__本文__.
+--
今月のおすすめ絵本

にいさん

 作・絵 いせ ひでこ(偕成社)

そのエキセントリックな色彩と筆遣い、「耳切り事件」などのセンセーショナルな出来事、あるいは精神病院で過ごした晩年などから、ときに『狂気の人』とも称されるヴィンセント・ヴァン・ゴッホ。

彼の絵に込められたあの激しさ、繊細さ、鋭敏さ、率直さ、そしてあの凄まじいほどのむきだしの孤独と、その裏返しのような無垢な愛情。それらすべての源泉は、幼い頃、弟テオと共に過ごした故郷オランダの北の空の光と麦畑の中にあったのではなかったか。そしてその大切な原風景を、生涯を通じて共有しあった兄と弟だからこそ、あれほどに深く魂が結びついていたのではないか。

そんなことを考えさせられる絵本でした。
+--
__用意した資料__.
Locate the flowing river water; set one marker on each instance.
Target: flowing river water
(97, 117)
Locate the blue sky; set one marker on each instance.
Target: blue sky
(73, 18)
+--
__やること__.
1. 本文で紹介されている絵本『にいさん』は、どこの出版社から出ていますか。
2. 本文の「彼の絵に込められたあの激しさ」から「そんなことを考えさせられる絵本でした。」までを、終わりの部分も含めて書き直してください。その際、「オランダ」を「ネーデルラント」に変えてください。

__それぞれの答え__.
1. 偕成社です。

2.
彼の絵に込められたあの激しさ、繊細さ、鋭敏さ、率直さ、そしてあの凄まじいほどのむきだしの孤独と、その裏返しのような無垢な愛情。それらすべての源泉は、幼い頃、弟テオと共に過ごした故郷ネーデルラントの北の空の光と麦畑の中にあったのではなかったか。そしてその大切な原風景を、生涯を通じて共有しあった兄と弟だからこそ、あれほどに深く魂が結びついていたのではないか。

そんなことを考えさせられる絵本でした。